How to complete this task:
The lines wanted are those in the data below that include "located".

Material provided:
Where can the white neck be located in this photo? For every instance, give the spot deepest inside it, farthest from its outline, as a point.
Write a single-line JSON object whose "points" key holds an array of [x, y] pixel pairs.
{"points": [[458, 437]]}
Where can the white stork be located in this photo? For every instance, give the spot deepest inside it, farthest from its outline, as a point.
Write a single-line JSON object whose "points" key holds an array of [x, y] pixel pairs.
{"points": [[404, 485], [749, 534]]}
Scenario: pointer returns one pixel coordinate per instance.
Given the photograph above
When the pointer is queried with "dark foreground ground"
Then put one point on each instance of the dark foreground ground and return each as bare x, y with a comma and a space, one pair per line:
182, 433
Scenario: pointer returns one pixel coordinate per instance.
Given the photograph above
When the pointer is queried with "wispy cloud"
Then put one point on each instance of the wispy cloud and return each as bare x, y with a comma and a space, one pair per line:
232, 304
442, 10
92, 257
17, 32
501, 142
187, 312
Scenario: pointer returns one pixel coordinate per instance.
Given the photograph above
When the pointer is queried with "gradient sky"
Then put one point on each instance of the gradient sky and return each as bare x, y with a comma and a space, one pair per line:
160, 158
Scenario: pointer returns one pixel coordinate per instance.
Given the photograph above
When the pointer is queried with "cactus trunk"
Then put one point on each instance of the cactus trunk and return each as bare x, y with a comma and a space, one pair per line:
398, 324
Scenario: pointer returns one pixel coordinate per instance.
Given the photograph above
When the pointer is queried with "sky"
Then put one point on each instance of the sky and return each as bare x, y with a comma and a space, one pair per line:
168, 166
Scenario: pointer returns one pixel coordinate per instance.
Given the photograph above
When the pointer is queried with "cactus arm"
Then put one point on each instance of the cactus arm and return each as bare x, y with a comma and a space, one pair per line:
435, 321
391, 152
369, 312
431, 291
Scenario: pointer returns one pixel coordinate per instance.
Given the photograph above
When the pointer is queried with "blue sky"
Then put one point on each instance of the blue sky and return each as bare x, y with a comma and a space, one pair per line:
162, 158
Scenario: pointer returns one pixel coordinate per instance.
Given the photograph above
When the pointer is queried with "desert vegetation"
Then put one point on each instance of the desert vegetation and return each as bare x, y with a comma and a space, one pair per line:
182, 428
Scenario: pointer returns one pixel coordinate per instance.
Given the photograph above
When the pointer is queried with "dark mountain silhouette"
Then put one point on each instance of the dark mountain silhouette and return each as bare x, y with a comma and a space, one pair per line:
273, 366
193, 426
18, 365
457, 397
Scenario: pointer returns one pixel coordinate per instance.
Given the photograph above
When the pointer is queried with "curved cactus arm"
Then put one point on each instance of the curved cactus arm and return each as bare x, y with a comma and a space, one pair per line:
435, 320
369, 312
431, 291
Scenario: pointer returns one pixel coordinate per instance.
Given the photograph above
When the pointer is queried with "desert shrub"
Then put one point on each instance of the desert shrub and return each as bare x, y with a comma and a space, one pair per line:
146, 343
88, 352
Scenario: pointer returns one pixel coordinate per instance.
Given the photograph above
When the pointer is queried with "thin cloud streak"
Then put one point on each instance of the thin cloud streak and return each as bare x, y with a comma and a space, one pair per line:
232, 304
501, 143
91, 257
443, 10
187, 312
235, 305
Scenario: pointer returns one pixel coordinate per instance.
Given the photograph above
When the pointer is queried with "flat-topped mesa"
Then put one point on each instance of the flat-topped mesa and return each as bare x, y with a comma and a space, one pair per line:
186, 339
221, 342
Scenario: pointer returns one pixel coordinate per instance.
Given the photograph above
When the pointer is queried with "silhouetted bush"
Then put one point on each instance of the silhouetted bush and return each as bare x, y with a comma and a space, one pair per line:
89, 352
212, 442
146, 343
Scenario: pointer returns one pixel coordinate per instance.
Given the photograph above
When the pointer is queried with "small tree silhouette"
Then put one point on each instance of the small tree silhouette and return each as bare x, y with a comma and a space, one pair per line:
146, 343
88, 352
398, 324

Response to the exercise:
Where can the white neck be located in this photo? For every instance, give the spot deepest inside it, farthest from its outline, as a point.
Where can the white stork be located in this photo? For every instance, give the spot deepest inside it, farthest from its outline, as a point.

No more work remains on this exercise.